▶ [Task details] Will you restate verbatim the lines running from the line with "Could you please segment every instance of the **clear" to the end of the data, leaving out everything else?

-=-=-=-=-

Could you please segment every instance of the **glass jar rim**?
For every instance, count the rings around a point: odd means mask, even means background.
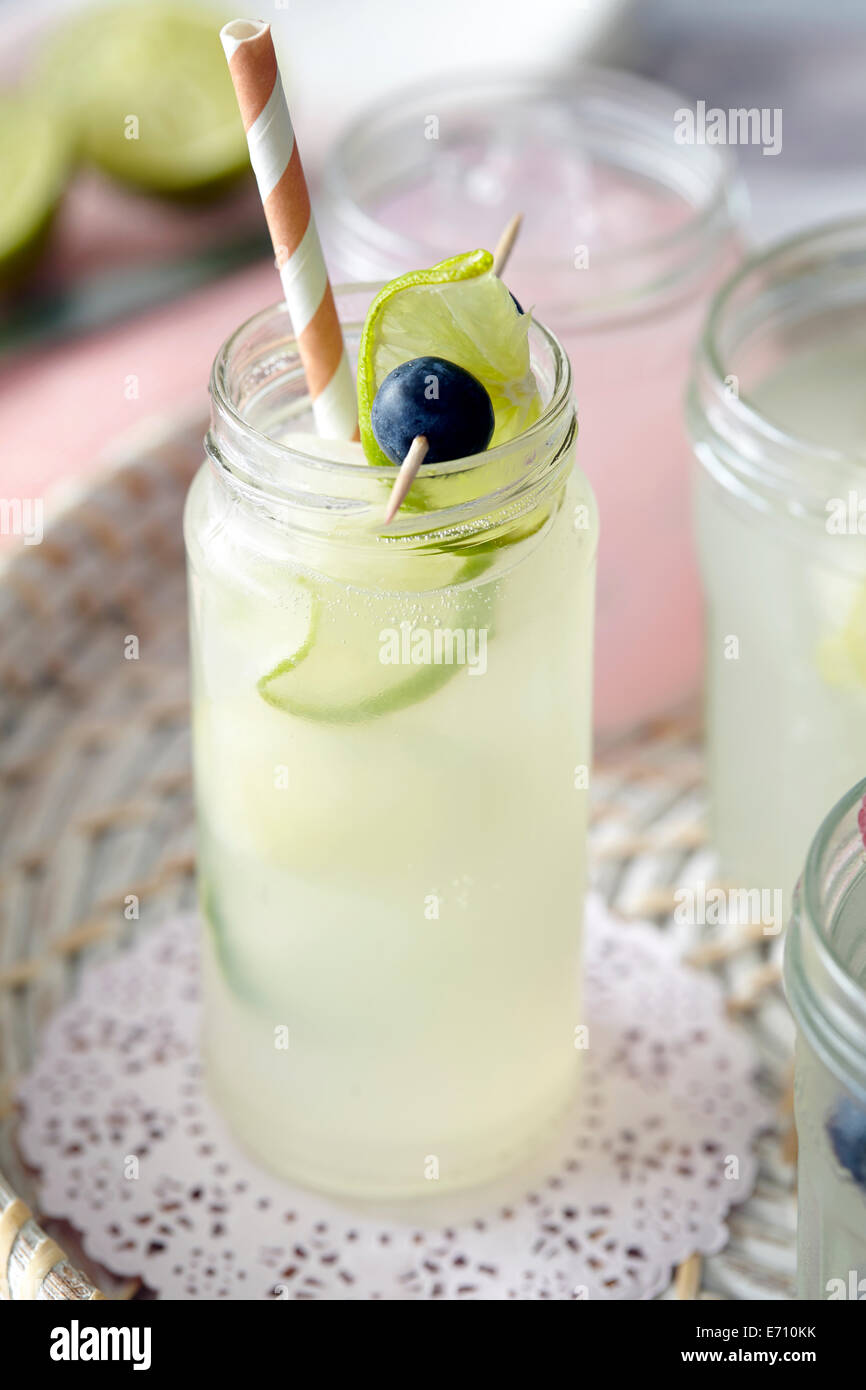
[[[865,796],[866,777],[824,816],[809,847],[785,940],[785,992],[810,1042],[834,1070],[842,1070],[847,1079],[853,1073],[866,1097],[866,1054],[862,1048],[866,987],[851,973],[830,930],[845,894],[830,910],[823,901],[827,851],[840,826],[863,803]],[[858,830],[855,849],[862,848]],[[866,865],[862,872],[866,873]]]
[[[866,217],[847,217],[813,227],[794,236],[787,236],[771,246],[749,256],[719,288],[710,303],[701,338],[695,350],[692,384],[689,388],[689,414],[692,432],[701,438],[696,418],[709,423],[721,452],[731,448],[728,459],[731,473],[742,481],[752,478],[777,488],[790,496],[798,482],[812,484],[806,505],[826,517],[826,502],[830,489],[844,489],[858,481],[866,464],[866,450],[851,453],[817,441],[808,439],[784,425],[770,420],[756,406],[751,404],[728,388],[730,363],[726,366],[723,346],[726,328],[740,307],[741,297],[748,299],[748,291],[762,285],[767,271],[784,271],[785,265],[817,264],[822,253],[844,254],[851,245],[859,246],[866,268]],[[765,291],[766,292],[766,291]],[[759,302],[760,295],[749,302]],[[845,303],[842,300],[842,303]],[[755,322],[765,322],[755,314]],[[730,349],[728,349],[730,350]],[[759,457],[760,455],[760,457]],[[737,457],[740,456],[740,457]],[[802,509],[801,509],[802,510]]]
[[[378,289],[381,289],[378,282],[361,282],[356,285],[335,286],[334,295],[339,306],[341,300],[354,295],[364,295],[371,299]],[[371,514],[378,517],[378,510],[371,500],[374,491],[371,485],[379,482],[391,486],[399,473],[398,466],[389,464],[385,467],[364,463],[363,467],[359,467],[356,463],[322,459],[318,455],[293,448],[292,445],[284,443],[257,428],[256,424],[250,423],[245,417],[236,402],[232,399],[232,392],[228,386],[232,353],[245,342],[245,339],[252,338],[257,329],[264,328],[268,322],[278,322],[279,320],[285,322],[286,329],[278,339],[279,348],[285,353],[286,349],[291,350],[295,346],[296,339],[292,331],[288,306],[284,300],[268,304],[264,309],[260,309],[256,314],[252,314],[247,320],[239,324],[238,328],[235,328],[220,346],[214,357],[210,375],[213,423],[206,439],[206,450],[213,461],[217,461],[222,464],[224,468],[229,470],[239,491],[247,498],[254,499],[257,503],[270,503],[282,509],[289,505],[300,510],[309,509],[310,512],[321,510],[324,506],[331,514],[334,510],[342,512],[346,520],[350,520],[352,517],[366,518]],[[360,327],[360,322],[343,322],[343,327]],[[538,418],[521,434],[487,449],[481,455],[453,459],[448,463],[427,464],[424,467],[425,481],[470,474],[478,468],[484,468],[485,474],[493,477],[498,466],[502,466],[502,471],[507,474],[505,463],[509,456],[513,457],[516,452],[520,450],[521,455],[528,455],[531,457],[539,456],[544,460],[545,452],[549,453],[552,435],[555,436],[559,434],[562,436],[562,442],[566,442],[569,436],[569,427],[571,425],[574,431],[577,430],[571,395],[571,364],[569,357],[556,335],[535,318],[530,325],[530,334],[534,334],[537,339],[541,339],[541,343],[550,352],[555,368],[550,396],[544,403]],[[274,346],[277,346],[277,343]],[[293,379],[303,381],[300,360],[297,360],[296,366],[292,368],[291,377]],[[275,466],[275,477],[279,478],[279,484],[277,484],[274,474],[265,475],[264,470],[257,467],[257,464],[250,459],[249,450],[238,450],[231,446],[227,449],[225,438],[221,441],[215,438],[218,432],[215,428],[217,424],[220,425],[220,431],[222,434],[228,427],[228,435],[235,441],[238,438],[252,441],[256,453],[261,457],[267,457],[268,461]],[[545,445],[548,446],[546,450]],[[557,449],[556,452],[559,455],[560,450]],[[231,460],[227,457],[228,453],[232,455]],[[418,524],[423,524],[425,534],[431,530],[441,531],[445,528],[466,525],[471,520],[485,516],[493,507],[496,510],[502,510],[509,505],[516,505],[520,496],[532,492],[532,488],[537,488],[539,481],[546,481],[549,473],[549,467],[545,467],[542,463],[534,470],[530,467],[518,470],[518,475],[510,480],[510,485],[493,489],[489,493],[482,491],[477,496],[466,499],[450,507],[441,507],[424,513],[403,510],[398,513],[395,520],[391,523],[388,528],[389,538],[409,538],[414,531],[417,531]],[[359,484],[367,496],[353,499],[353,492],[357,491]],[[381,489],[377,496],[381,500]]]
[[[591,114],[591,103],[594,100],[598,101],[603,96],[610,96],[620,121],[623,121],[624,113],[634,115],[635,126],[639,128],[644,143],[648,139],[648,115],[652,117],[655,114],[657,118],[666,115],[670,120],[674,103],[677,108],[688,106],[687,99],[671,88],[631,72],[595,64],[582,64],[570,74],[550,72],[544,68],[514,67],[510,70],[480,70],[459,76],[442,75],[441,78],[425,79],[421,85],[414,83],[413,86],[405,86],[393,92],[386,101],[368,104],[342,135],[338,136],[322,172],[325,196],[336,221],[345,225],[346,232],[359,243],[364,243],[366,239],[384,242],[400,260],[411,261],[414,259],[418,264],[430,264],[431,257],[439,257],[442,247],[432,246],[421,238],[405,236],[391,231],[357,203],[350,192],[349,175],[356,161],[354,146],[371,128],[382,124],[398,126],[413,108],[427,110],[425,103],[430,101],[431,93],[446,99],[466,96],[467,99],[478,100],[481,96],[489,100],[496,96],[505,97],[510,88],[518,88],[523,92],[546,99],[555,97],[564,107],[571,108],[578,108],[580,103],[588,103]],[[599,120],[598,113],[595,113],[595,120]],[[670,146],[674,147],[673,128]],[[683,150],[701,149],[702,152],[702,175],[698,172],[696,161],[692,171],[692,196],[687,196],[680,183],[664,179],[657,174],[653,182],[669,190],[678,192],[689,207],[691,215],[671,232],[646,236],[613,252],[599,250],[594,253],[594,265],[639,264],[652,256],[664,254],[677,264],[677,278],[687,279],[694,268],[694,260],[699,260],[701,264],[706,261],[708,239],[714,243],[717,236],[728,234],[735,225],[738,220],[737,206],[744,202],[745,192],[737,177],[737,165],[728,149],[723,145],[678,146],[677,149],[678,158],[676,165],[683,174],[685,174],[687,168]],[[613,164],[614,161],[610,160],[609,163]],[[641,172],[652,178],[642,168]],[[691,257],[687,254],[689,247],[694,247]],[[553,257],[544,256],[535,257],[535,261],[542,271],[555,265],[560,267],[562,264]],[[649,284],[646,288],[652,292],[653,285]]]

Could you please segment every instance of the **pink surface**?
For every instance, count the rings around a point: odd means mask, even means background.
[[[3,495],[46,498],[50,524],[51,489],[95,473],[115,436],[153,414],[199,404],[204,416],[220,343],[278,296],[274,267],[265,261],[178,303],[28,353],[6,367],[0,378]],[[10,538],[1,541],[10,543]]]

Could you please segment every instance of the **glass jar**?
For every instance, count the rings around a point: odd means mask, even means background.
[[[338,293],[350,356],[370,288]],[[204,1059],[279,1175],[400,1195],[567,1108],[596,513],[569,363],[517,439],[396,475],[311,435],[285,307],[213,371],[186,506]],[[304,431],[307,431],[304,434]]]
[[[392,278],[524,214],[509,288],[571,359],[581,466],[603,517],[595,723],[694,694],[701,598],[683,393],[742,192],[720,146],[678,145],[683,97],[626,74],[423,83],[363,114],[324,172],[332,265]]]
[[[785,941],[801,1298],[866,1298],[866,781],[809,849]]]
[[[813,808],[866,764],[865,375],[858,220],[721,289],[688,396],[713,838],[727,878],[785,897]]]

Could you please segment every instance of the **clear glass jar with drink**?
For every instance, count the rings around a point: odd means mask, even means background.
[[[338,295],[350,356],[370,292]],[[596,513],[571,377],[395,468],[310,434],[284,306],[227,342],[186,507],[209,1086],[289,1179],[399,1195],[518,1161],[580,1024]]]
[[[866,781],[817,831],[785,942],[798,1024],[798,1282],[866,1298]]]
[[[866,221],[752,260],[689,392],[713,838],[790,894],[816,806],[866,766]]]
[[[741,192],[719,146],[680,145],[676,93],[569,79],[427,83],[363,114],[325,168],[321,227],[352,278],[488,245],[524,213],[509,284],[563,342],[581,466],[603,517],[595,723],[698,688],[701,599],[681,400],[713,291],[738,259]]]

-=-=-=-=-

▶ [Finished task]
Could you please segment every instance of the **clear glass jar with drink**?
For every instance, count the rings around a point: odd means mask, even means background.
[[[338,295],[350,356],[370,292]],[[596,513],[571,377],[395,468],[310,434],[284,306],[227,342],[186,507],[209,1086],[289,1179],[399,1195],[518,1161],[580,1024]]]
[[[866,781],[817,831],[785,942],[798,1024],[798,1282],[866,1298]]]
[[[866,221],[752,260],[689,392],[713,838],[790,894],[816,806],[866,766]]]
[[[741,192],[719,146],[680,145],[676,93],[569,79],[427,83],[363,114],[325,168],[321,227],[352,278],[488,245],[524,213],[509,284],[563,342],[581,466],[603,517],[595,723],[698,688],[701,599],[681,400],[713,291],[738,259]]]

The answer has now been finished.